## RECORD EXCERPTS
● ● ● ● ●

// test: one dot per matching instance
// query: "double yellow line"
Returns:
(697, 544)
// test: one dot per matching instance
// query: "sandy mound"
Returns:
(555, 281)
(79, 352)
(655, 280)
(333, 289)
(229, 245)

● ● ● ● ●

## TASK PROMPT
Could you copy every line from the records that has "query" in it?

## ANSWER TO THIS TASK
// query: "double yellow line"
// query: "sandy mound"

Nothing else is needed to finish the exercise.